(Data extracted from a collection)
*** Begin section ***

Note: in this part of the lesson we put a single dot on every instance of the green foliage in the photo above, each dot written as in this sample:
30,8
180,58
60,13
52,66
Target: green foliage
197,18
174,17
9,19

*** End section ***

▶ **EXERCISE**
A full, exact copy of the entries is the required answer.

▶ **OUTPUT FOR THIS TASK**
Note: in this part of the lesson we put a single dot on every instance of the green foliage in the photo above, each dot written as in this sample:
30,8
180,58
60,13
52,66
Target: green foliage
197,18
174,17
9,19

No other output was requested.